**TASK DETAILS:** Nothing but the text of the records belongs in your answer: repeat all of it exactly and leave out the images.

Point localization data:
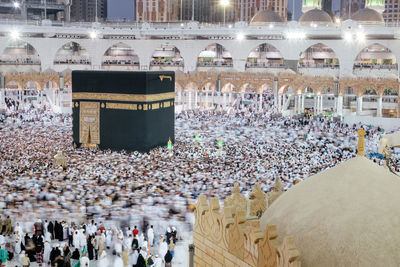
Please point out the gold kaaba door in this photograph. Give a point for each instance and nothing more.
(89, 123)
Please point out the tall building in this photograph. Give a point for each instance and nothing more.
(211, 11)
(57, 10)
(157, 10)
(350, 6)
(392, 11)
(85, 10)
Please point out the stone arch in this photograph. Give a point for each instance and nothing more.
(309, 90)
(350, 91)
(390, 92)
(207, 86)
(375, 56)
(13, 85)
(30, 83)
(266, 89)
(265, 55)
(228, 87)
(20, 52)
(318, 55)
(215, 55)
(51, 84)
(72, 53)
(178, 86)
(167, 55)
(287, 89)
(120, 54)
(191, 86)
(370, 91)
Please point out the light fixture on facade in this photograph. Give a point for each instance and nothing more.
(348, 37)
(360, 37)
(295, 35)
(240, 36)
(93, 35)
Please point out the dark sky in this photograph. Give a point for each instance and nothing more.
(120, 9)
(298, 13)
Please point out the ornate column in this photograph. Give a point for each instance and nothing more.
(379, 110)
(206, 100)
(224, 100)
(276, 96)
(242, 97)
(321, 110)
(339, 105)
(315, 103)
(359, 105)
(2, 93)
(195, 99)
(189, 99)
(279, 103)
(212, 100)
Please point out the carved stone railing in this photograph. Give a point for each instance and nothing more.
(229, 237)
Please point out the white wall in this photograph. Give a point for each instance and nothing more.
(386, 123)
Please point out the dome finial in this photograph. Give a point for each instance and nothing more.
(378, 5)
(311, 4)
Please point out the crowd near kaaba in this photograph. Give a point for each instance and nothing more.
(109, 208)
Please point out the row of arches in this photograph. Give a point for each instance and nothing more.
(317, 56)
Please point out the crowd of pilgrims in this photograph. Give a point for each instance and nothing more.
(132, 205)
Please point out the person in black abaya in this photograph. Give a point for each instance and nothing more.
(90, 248)
(58, 231)
(30, 248)
(141, 262)
(50, 229)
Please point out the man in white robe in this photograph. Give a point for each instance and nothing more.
(150, 235)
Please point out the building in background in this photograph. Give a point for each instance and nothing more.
(327, 6)
(157, 10)
(85, 10)
(392, 11)
(211, 11)
(57, 10)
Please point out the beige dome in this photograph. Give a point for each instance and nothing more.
(348, 215)
(315, 15)
(367, 14)
(265, 16)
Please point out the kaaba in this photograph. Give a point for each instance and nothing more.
(119, 110)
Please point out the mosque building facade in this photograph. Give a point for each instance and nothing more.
(318, 63)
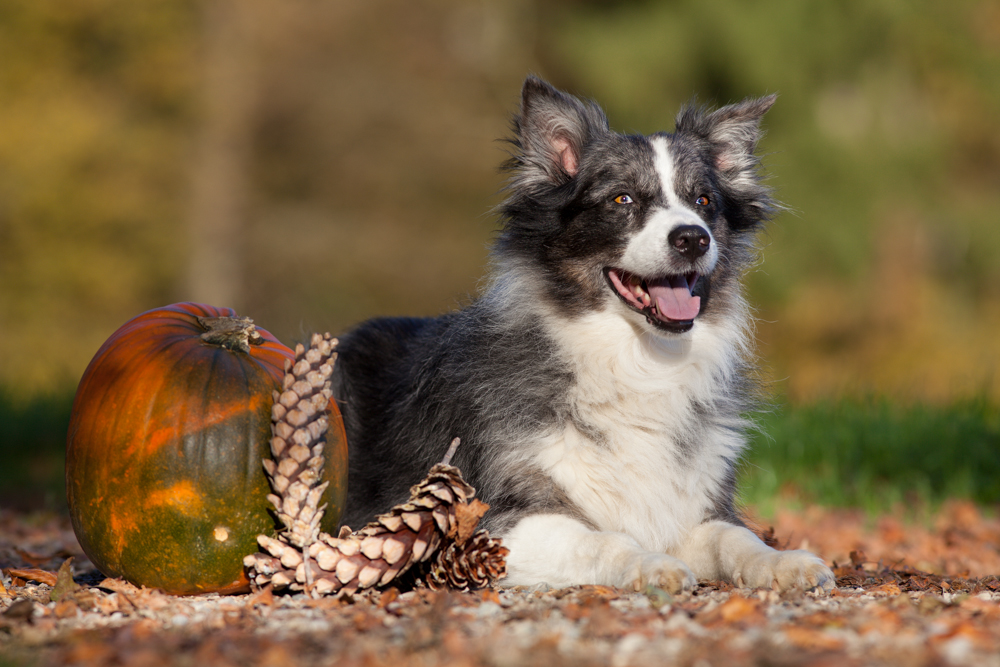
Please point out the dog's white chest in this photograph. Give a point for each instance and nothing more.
(634, 455)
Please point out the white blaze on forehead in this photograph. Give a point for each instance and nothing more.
(663, 162)
(647, 253)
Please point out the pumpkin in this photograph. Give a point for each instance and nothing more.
(170, 423)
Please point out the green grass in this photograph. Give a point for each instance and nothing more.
(874, 454)
(33, 450)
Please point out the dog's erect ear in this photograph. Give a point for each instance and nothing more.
(552, 130)
(733, 132)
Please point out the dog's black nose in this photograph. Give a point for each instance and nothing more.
(692, 241)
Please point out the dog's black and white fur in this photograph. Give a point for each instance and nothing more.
(599, 383)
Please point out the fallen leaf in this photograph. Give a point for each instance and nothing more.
(31, 574)
(468, 516)
(736, 610)
(21, 610)
(886, 589)
(64, 584)
(36, 559)
(809, 638)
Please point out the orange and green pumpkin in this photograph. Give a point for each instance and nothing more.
(163, 458)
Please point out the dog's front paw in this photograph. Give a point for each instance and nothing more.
(784, 570)
(660, 571)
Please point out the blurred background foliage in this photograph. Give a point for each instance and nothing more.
(316, 163)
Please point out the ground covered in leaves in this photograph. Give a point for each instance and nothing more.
(910, 591)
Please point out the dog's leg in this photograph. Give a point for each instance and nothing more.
(720, 550)
(561, 551)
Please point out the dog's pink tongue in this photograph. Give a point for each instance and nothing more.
(673, 298)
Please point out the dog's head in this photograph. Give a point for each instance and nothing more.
(653, 225)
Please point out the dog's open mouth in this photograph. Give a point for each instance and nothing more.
(667, 301)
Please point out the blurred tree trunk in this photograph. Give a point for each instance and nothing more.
(220, 173)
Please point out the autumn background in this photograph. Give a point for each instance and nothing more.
(316, 163)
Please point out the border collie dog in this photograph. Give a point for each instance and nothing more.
(600, 382)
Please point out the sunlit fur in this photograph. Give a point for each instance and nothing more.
(605, 437)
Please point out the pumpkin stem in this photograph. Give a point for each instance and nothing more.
(232, 333)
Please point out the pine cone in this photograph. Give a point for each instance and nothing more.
(476, 563)
(299, 425)
(438, 514)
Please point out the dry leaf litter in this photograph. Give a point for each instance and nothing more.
(926, 593)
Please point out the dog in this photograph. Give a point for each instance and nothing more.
(599, 383)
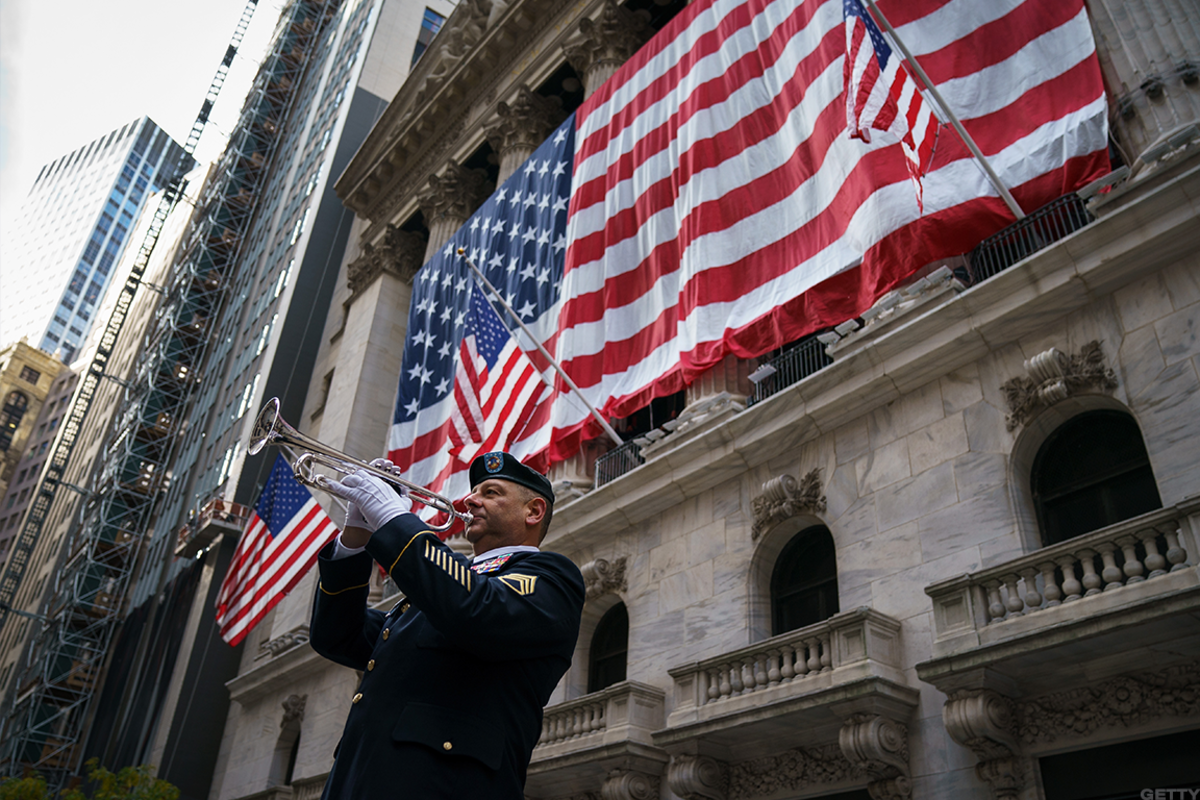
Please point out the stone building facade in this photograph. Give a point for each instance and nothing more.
(965, 642)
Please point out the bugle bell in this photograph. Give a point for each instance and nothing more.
(270, 428)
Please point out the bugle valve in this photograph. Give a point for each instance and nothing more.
(270, 428)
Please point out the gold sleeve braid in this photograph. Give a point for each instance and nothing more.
(453, 566)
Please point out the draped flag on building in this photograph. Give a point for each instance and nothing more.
(882, 96)
(466, 385)
(281, 541)
(719, 208)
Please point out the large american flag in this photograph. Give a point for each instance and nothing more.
(466, 385)
(719, 208)
(881, 95)
(281, 541)
(717, 204)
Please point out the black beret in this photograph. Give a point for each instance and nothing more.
(507, 468)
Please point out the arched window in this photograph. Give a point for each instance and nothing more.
(1090, 473)
(11, 415)
(804, 584)
(610, 649)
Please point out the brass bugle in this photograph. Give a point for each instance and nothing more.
(270, 428)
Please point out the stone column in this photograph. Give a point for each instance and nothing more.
(1150, 53)
(449, 200)
(984, 722)
(521, 127)
(607, 42)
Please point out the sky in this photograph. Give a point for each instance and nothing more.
(72, 71)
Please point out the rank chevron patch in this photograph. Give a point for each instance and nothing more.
(522, 584)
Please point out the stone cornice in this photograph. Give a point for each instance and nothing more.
(451, 88)
(1145, 235)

**YOUR RESPONSE:**
Please point out the gold kaaba door in this photograph. Give a point for each instance and nothing more.
(89, 123)
Please point out the tall building in this photograph. Give a point for each instance and nothing more.
(211, 11)
(57, 10)
(157, 10)
(350, 6)
(392, 11)
(85, 10)
Please point out the stone arch in this photograph. Give a point for each instance and nothing more.
(309, 90)
(350, 91)
(390, 92)
(207, 86)
(375, 56)
(13, 85)
(30, 83)
(266, 89)
(265, 55)
(228, 87)
(20, 52)
(318, 55)
(215, 55)
(51, 84)
(72, 53)
(178, 86)
(167, 55)
(287, 89)
(120, 54)
(191, 86)
(370, 91)
Please point out the light fixture on facade in this photograph. Give a point for each instance and nothing more.
(348, 37)
(360, 37)
(295, 35)
(240, 36)
(93, 35)
Please point out the dark sky in this photograph. Give a point for each instance and nothing more.
(120, 9)
(298, 13)
Please point out the ornate column in this photograph. Give a point for each instance and nothing more.
(379, 110)
(206, 100)
(224, 100)
(276, 96)
(242, 97)
(321, 110)
(339, 105)
(315, 103)
(359, 105)
(2, 93)
(195, 99)
(189, 99)
(279, 103)
(212, 100)
Please point out the carved stone railing in this photograph. Give a point for each instance and nothing more.
(229, 237)
Please point out the white wall in this photograph. Give a point for each instance and nothing more.
(386, 123)
Please point out the dome finial in this photograph. Give a point for each instance and nothing more.
(378, 5)
(311, 4)
Please point out the crowd near kaaba in this photograph. Give a point for each instance and nothing more.
(109, 208)
Please point out the row of arches in this photograph. Give a point for each instance and nothing more.
(317, 56)
Please point out the crowd of pilgrims in this photograph. Give a point for each instance and nothing more.
(132, 205)
Please point out the person in black abaya in this photograph. Give a point for each instance and nothing more.
(90, 248)
(58, 231)
(30, 248)
(141, 262)
(50, 229)
Please point out the man in white robe in this photograph. Give a point for each instance and nothing more.
(150, 235)
Please point out the building in background in this photograph. Give a point for each instance and nothing more.
(327, 6)
(157, 10)
(85, 10)
(392, 11)
(211, 11)
(57, 10)
Please point out the beige dome in this photograph. Give a point for each instance and nothing more.
(348, 215)
(315, 15)
(367, 14)
(265, 16)
Please point out the kaaba in this photograph. Give a point for each instance and nothing more.
(119, 110)
Please point out the mosque building facade in this photograph. Give a point for each instance and nothing more.
(318, 63)
Please point out the dog's white chest in this photograph. Give a point for each instance and nothing more.
(634, 455)
Please point out the white blaze on forehead in this photograph. Give a point for each instance and nothing more.
(663, 162)
(647, 253)
Please point out the pumpkin in this photograph. Give a point for each instance and nothing more.
(170, 423)
Please point out the green grass in this photograph. Give a point for each instance and nothing more.
(874, 454)
(33, 450)
Please point out the dog's erect ear in this photograph. Give a point for each instance and nothing more.
(552, 130)
(733, 132)
Please point out the dog's black nose in this photograph. Give a point for each instance and nothing more.
(692, 241)
Please point out the dog's black and white fur in this photograph. Give a point for each instance and nothing more.
(599, 383)
Please point out the fallen leaf in this photograph. Give a point for each instance and nothing more.
(31, 574)
(468, 516)
(736, 610)
(21, 610)
(886, 589)
(64, 584)
(36, 559)
(809, 638)
Please point out the orange and green pumpkin in this photograph. Give a point for each instance and nothing more.
(163, 458)
Please point out the dog's front paw in this photograph. Give a point for each instance and nothing more.
(784, 570)
(660, 571)
Please point out the blurred background foliage in this photograph. Give a point for each instance and nothing more.
(316, 163)
Please point out the ground covered in leaves in this photograph. Give a point for each instance and nothing more.
(910, 591)
Please point out the dog's leg in this photograph. Give a point for each instance and nothing more.
(720, 550)
(561, 551)
Please point out the dog's pink tongue in this photograph. Give a point for each instance and nothing more.
(673, 298)
Please point out the dog's head in this photograph. Give a point for each instance and nothing more.
(653, 225)
Please point out the dog's open mouth in this photograph. Give a point for each instance and nothing more.
(667, 301)
Please point out the blurred tree trunk in this photograph. Give a point for each instance and nothing more.
(220, 173)
Please point out the autumn background in this photograph. Give a point for each instance and nothing more.
(316, 163)
Please point out the border collie dog in this photograph. Give a point for each instance and nothing more.
(600, 382)
Please point out the sunlit fur in this photograph. Give a point for each instance and nothing more.
(605, 437)
Please point out the pumpkin stem in this photograph. Give a point for each instance and nothing more.
(232, 333)
Please point out the pine cone in this photograph. Give a point for each instance and nothing more.
(476, 563)
(299, 425)
(438, 514)
Please point out the dry leaf litter in this photograph. Give a point for each instance and nothing more.
(926, 593)
Please point out the dog in this photograph. Give a point for each instance and nothing more.
(599, 383)
Please point out the stone building facade in this photograph. Give a point for each instance and nothing more.
(965, 642)
Please point out the bugle bell in this photograph. Give a point for each instance and nothing more.
(270, 428)
Please point out the bugle valve in this photograph. Give a point for each instance and nothing more.
(270, 428)
Please point out the gold sleeve braid in this photograph. Give a point for each instance and nothing more.
(453, 566)
Please point out the draped flag on building in this photograph. Give a point for each instance and nothing more.
(882, 96)
(466, 385)
(281, 541)
(719, 208)
Please point out the large american flag in this photograph. Give a point for each instance and nothing more.
(466, 385)
(719, 208)
(881, 95)
(281, 541)
(717, 204)
Please point out the black beret in this photograph. Give a point for each instance and nothing more.
(507, 468)
Please point out the arched window in this photograph. Give a point for each instance and nothing more.
(1090, 473)
(11, 415)
(804, 584)
(610, 649)
Please point out the brass bugle in this photograph. Give a point for each instance and nothing more.
(270, 428)
Please point out the stone column in this photograph. Give a point for each instance and nothing more.
(1150, 53)
(449, 200)
(984, 722)
(521, 127)
(607, 42)
Please point out the sky in this photograph. Give a point for each instance and nothing more.
(72, 71)
Please point out the rank chevron patch in this photograph. Give a point for each instance and nothing more.
(522, 584)
Please point out the stone cornice in this photograph. Give a point for each instance and nothing more.
(451, 88)
(1145, 235)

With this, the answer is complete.